Count the lines in the material below that contain the string "instance", matching case exactly, and reply with that number alone.

> **GIVEN RECORDS**
________________________

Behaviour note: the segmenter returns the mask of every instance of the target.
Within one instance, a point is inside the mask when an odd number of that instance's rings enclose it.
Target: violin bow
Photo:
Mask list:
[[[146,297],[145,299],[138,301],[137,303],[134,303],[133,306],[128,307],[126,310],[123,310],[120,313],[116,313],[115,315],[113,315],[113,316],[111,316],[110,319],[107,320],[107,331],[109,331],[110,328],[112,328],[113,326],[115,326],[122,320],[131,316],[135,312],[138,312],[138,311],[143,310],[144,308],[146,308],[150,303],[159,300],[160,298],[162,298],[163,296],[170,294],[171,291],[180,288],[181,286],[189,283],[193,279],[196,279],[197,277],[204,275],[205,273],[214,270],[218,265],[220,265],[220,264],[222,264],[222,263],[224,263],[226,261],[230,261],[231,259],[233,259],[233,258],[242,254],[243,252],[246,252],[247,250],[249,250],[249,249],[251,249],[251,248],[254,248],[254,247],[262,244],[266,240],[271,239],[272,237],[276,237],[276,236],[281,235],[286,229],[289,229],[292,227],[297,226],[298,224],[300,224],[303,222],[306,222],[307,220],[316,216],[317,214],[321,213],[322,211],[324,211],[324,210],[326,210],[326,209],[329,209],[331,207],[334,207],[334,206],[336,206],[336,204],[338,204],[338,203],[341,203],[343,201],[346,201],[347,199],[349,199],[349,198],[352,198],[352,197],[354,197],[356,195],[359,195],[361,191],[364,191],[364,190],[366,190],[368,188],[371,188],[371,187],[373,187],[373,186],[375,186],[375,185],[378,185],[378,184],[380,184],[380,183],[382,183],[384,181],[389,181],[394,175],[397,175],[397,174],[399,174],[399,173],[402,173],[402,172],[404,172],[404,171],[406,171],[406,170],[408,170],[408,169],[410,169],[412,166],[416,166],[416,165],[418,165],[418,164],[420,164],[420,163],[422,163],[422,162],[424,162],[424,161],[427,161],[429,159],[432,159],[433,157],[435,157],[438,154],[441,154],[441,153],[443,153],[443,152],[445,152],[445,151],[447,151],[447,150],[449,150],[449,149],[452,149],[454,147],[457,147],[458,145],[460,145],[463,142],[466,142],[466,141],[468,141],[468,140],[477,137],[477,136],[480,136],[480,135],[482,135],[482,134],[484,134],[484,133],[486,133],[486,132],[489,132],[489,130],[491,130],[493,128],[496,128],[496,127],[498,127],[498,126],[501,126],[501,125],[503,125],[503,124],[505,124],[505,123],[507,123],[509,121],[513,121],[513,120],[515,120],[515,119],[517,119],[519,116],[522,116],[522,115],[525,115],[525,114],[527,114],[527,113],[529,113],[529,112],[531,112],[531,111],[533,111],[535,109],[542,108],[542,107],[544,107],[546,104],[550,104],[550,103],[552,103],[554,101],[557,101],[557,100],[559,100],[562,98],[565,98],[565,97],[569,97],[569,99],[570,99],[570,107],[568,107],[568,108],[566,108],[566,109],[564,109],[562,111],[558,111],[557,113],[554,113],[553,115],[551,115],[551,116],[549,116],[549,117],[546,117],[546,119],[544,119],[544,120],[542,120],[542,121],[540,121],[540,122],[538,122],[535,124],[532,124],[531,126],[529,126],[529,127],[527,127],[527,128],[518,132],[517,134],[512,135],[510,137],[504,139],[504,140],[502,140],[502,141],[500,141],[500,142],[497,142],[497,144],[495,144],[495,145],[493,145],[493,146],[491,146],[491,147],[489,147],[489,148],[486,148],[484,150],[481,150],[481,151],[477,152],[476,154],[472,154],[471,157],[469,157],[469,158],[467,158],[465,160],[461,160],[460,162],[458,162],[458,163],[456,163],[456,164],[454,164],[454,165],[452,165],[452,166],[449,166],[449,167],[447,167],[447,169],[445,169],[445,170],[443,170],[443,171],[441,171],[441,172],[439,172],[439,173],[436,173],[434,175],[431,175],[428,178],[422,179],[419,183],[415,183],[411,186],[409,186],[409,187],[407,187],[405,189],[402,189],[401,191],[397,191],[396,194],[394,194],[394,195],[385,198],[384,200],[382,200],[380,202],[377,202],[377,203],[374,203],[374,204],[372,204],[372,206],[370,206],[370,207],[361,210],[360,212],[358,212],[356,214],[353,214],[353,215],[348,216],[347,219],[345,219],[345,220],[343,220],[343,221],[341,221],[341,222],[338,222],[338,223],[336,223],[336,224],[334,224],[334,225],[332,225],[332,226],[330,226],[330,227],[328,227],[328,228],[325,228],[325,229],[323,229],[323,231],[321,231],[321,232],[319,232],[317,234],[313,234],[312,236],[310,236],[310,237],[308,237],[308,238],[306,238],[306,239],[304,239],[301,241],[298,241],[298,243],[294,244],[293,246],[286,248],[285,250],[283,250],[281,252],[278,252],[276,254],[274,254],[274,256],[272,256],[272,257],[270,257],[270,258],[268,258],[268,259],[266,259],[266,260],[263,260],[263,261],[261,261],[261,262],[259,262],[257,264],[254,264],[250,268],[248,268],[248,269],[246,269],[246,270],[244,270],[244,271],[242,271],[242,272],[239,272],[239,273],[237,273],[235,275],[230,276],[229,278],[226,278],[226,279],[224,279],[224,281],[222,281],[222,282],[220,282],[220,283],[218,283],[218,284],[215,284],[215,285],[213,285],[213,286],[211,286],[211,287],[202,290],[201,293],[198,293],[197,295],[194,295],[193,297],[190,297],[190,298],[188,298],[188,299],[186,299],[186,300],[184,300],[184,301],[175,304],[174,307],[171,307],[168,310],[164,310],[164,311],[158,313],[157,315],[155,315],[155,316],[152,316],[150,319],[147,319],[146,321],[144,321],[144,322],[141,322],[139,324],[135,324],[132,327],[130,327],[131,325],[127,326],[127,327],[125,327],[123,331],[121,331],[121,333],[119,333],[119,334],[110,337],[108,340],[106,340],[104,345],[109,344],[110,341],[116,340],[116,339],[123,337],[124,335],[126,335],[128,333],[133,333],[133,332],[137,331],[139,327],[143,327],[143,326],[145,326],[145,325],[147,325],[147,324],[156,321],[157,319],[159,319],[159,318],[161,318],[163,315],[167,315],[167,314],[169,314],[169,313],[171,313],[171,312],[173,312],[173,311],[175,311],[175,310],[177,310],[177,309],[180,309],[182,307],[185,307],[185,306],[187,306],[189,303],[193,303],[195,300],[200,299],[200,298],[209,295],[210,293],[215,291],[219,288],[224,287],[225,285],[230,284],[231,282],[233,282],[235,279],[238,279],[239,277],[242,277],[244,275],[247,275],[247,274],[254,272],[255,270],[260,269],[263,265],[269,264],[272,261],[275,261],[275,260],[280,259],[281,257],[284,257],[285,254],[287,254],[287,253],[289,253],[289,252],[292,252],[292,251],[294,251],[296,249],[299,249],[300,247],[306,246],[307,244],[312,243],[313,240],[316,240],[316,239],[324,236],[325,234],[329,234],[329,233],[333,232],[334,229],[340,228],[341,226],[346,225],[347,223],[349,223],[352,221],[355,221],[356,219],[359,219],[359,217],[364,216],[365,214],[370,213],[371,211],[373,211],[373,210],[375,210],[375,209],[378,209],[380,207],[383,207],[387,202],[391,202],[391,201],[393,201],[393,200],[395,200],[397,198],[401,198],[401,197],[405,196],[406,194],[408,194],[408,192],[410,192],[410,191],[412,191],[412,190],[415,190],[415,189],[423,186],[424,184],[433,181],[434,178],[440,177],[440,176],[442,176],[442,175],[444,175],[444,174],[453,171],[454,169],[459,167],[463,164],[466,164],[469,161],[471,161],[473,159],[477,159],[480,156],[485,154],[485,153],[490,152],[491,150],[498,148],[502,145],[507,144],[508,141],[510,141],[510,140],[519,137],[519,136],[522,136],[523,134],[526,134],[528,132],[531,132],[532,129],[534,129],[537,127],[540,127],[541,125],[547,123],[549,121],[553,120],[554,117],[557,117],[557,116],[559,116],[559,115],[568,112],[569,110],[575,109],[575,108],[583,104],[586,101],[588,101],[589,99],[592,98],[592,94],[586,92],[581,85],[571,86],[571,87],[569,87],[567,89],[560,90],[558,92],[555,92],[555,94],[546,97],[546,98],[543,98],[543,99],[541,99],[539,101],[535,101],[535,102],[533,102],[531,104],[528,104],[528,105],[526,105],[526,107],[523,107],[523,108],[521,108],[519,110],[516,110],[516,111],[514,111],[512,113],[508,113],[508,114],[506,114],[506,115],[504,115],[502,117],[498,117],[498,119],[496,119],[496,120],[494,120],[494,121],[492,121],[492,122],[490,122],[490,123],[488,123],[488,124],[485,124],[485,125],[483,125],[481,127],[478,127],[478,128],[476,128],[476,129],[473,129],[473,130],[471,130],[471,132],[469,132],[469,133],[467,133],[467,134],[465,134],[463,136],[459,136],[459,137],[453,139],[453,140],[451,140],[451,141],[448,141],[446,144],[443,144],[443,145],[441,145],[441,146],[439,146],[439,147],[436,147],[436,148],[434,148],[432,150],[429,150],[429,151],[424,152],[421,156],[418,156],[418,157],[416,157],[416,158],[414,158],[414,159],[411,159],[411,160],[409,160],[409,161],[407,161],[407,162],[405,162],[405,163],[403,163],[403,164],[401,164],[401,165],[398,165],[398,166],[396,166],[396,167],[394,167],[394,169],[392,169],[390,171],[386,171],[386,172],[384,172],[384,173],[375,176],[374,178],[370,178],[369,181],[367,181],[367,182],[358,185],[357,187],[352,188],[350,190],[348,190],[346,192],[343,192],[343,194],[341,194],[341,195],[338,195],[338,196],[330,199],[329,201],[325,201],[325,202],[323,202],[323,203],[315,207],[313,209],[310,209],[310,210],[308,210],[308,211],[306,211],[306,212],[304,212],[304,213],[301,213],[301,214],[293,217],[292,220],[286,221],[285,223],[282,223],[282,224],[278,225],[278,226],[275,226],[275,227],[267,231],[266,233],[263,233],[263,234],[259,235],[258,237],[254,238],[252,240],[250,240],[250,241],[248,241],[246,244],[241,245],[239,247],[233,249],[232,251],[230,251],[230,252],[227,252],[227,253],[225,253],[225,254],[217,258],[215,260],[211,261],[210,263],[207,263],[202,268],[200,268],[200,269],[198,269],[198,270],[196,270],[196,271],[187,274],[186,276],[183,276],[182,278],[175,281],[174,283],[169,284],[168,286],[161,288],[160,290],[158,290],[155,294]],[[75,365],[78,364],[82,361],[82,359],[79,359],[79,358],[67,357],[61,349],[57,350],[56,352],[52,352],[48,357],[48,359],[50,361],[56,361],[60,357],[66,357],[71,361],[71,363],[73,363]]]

________________________

> **RESPONSE BELOW**
2